▸ WORK INSTRUCTIONS: Please rewrite the entries below, changing "drop a point" to "place a marker" throughout and keeping every other word the same. Leave the pictures out of your answer.

═══ DATA PROVIDED

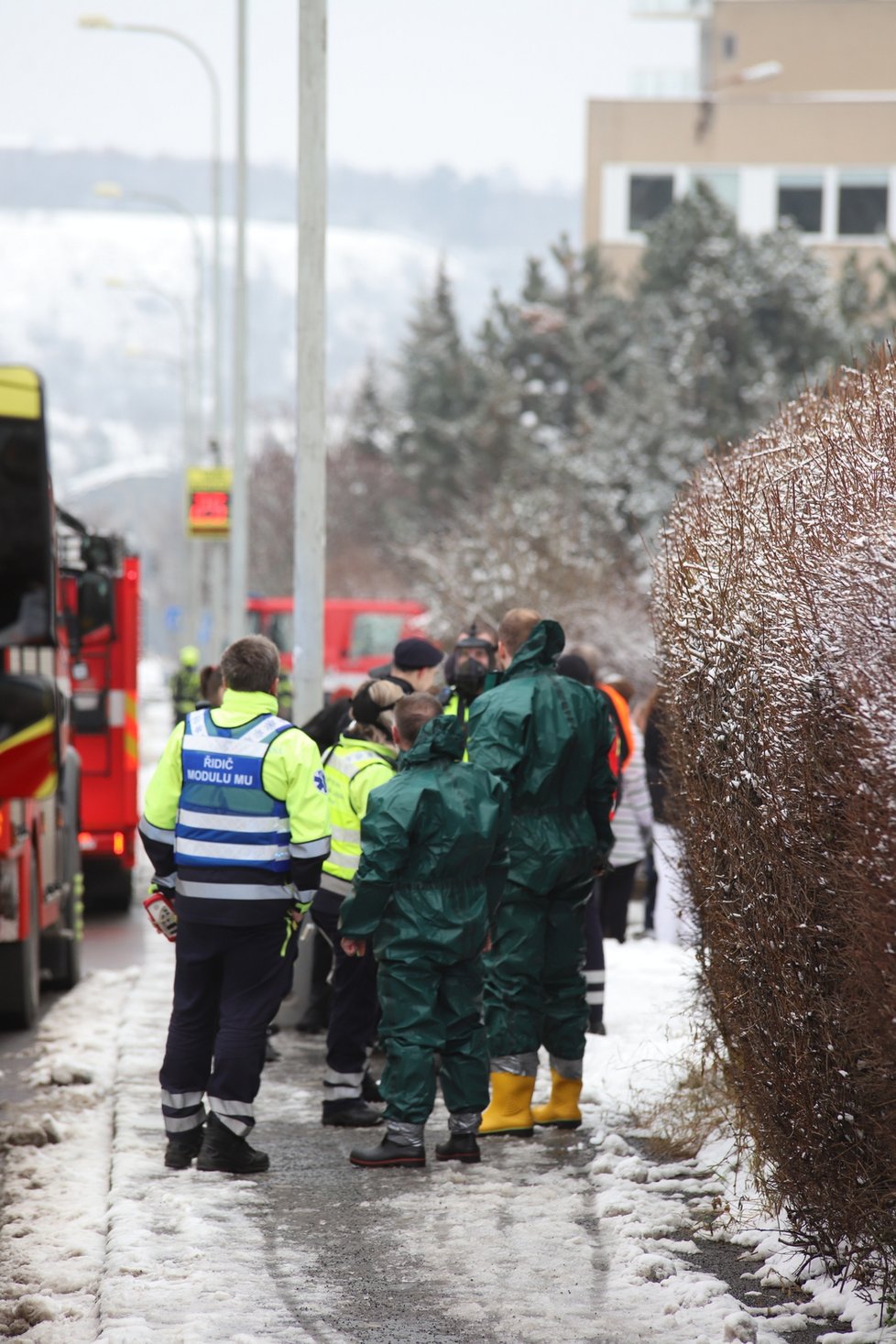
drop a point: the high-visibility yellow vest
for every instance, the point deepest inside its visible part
(352, 768)
(453, 705)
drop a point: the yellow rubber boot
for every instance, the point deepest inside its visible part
(563, 1109)
(509, 1110)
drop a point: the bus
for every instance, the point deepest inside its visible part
(40, 880)
(101, 587)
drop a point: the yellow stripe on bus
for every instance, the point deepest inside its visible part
(19, 393)
(37, 730)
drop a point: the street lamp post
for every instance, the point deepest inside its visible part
(311, 443)
(101, 23)
(239, 504)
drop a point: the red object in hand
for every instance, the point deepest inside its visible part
(161, 912)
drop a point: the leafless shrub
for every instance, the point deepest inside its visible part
(775, 616)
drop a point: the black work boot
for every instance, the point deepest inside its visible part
(354, 1114)
(183, 1148)
(463, 1148)
(389, 1153)
(224, 1151)
(369, 1087)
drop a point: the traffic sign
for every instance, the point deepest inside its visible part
(209, 501)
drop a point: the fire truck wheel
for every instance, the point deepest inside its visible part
(20, 967)
(60, 946)
(108, 886)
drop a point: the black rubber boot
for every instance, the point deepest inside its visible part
(224, 1151)
(356, 1114)
(369, 1087)
(461, 1148)
(183, 1148)
(389, 1154)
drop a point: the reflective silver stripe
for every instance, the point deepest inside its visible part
(348, 1091)
(262, 728)
(405, 1131)
(231, 1108)
(179, 1101)
(224, 849)
(524, 1066)
(152, 832)
(178, 1127)
(336, 885)
(231, 890)
(347, 835)
(333, 1079)
(224, 822)
(464, 1121)
(224, 746)
(309, 848)
(348, 763)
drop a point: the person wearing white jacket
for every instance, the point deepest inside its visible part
(631, 832)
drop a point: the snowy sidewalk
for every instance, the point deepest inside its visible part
(574, 1237)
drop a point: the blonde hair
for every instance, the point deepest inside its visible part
(380, 694)
(516, 627)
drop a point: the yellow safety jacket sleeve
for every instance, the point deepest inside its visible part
(371, 777)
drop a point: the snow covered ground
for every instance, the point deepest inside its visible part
(100, 1242)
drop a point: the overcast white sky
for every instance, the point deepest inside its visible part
(478, 85)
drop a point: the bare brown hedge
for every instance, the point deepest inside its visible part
(777, 627)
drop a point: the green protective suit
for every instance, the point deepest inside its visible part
(546, 737)
(428, 889)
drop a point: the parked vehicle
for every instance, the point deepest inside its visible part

══════

▸ EXPECTED ANSWER:
place a marker: the high-visibility yellow vest
for every instance, the point deepest inside its visible part
(352, 768)
(453, 705)
place a marker: the yellow rubber boot
for every instance, the point deepest inside its visible part
(563, 1109)
(509, 1110)
place a marker: the bus
for every instance, the point deepest inside its visible part
(40, 880)
(101, 587)
place a marker: the yellow stripe on bus
for every instance, the point deepest inside its visible part
(19, 393)
(37, 730)
place a marker: the street lamp post
for every instance, the point deepest inside its visible part
(311, 443)
(101, 23)
(239, 504)
place a marker: the red object in hand
for every instance, the point deepest inside its visible part
(161, 912)
place a marker: the leafless shrub
for every instance, the point deepest inside its visible part
(775, 616)
place a marker: the black work boot
for every instance, the point deepest inside its visible part
(354, 1114)
(183, 1148)
(463, 1148)
(389, 1153)
(224, 1151)
(369, 1087)
place a marker: the traffic sign
for every instance, the point deepest inside its visible part
(209, 501)
place a marker: the fire truck wheel
for every instance, the point deepest inside its visible part
(20, 967)
(60, 946)
(108, 886)
place a marker: the black rubber boot
for every instance, the point deepest inside its visible part
(224, 1151)
(356, 1114)
(369, 1087)
(461, 1148)
(183, 1148)
(389, 1154)
place a marker: the reflective silver stripe
for every instance, the point deepest inside its visible part
(348, 1091)
(262, 728)
(405, 1131)
(231, 1108)
(179, 1101)
(224, 849)
(524, 1066)
(152, 832)
(178, 1127)
(336, 885)
(231, 890)
(347, 835)
(333, 1079)
(224, 822)
(464, 1121)
(224, 746)
(309, 848)
(348, 763)
place a marker: the person wearing white jacket
for every instance, the point deepest inside its visible part
(631, 832)
place a marker: the snowy sidewalk
for every instance, the point deepest inside its visible part
(574, 1237)
place a marker: the blonde hair
for every instance, the point deepest inside its visible part
(380, 694)
(516, 627)
place a marker: the yellow safety jacket sleeve
for every instance, the point deepest inside its visible part
(371, 777)
place a marker: the snow covered ground
for every instance, the point deepest inside its visible part
(100, 1242)
place a marker: the overcast white sky
for every instance, the point deepest inside its visible part
(478, 85)
place a marker: the bare brown hedge
for every instance, the point deepest inside its visible part
(777, 627)
place a marker: the green protective suit
for every instance, the point deepest inside its visible part
(546, 737)
(428, 889)
place a marker: the parked vehicle
for every instance, the point deepest inside its visible part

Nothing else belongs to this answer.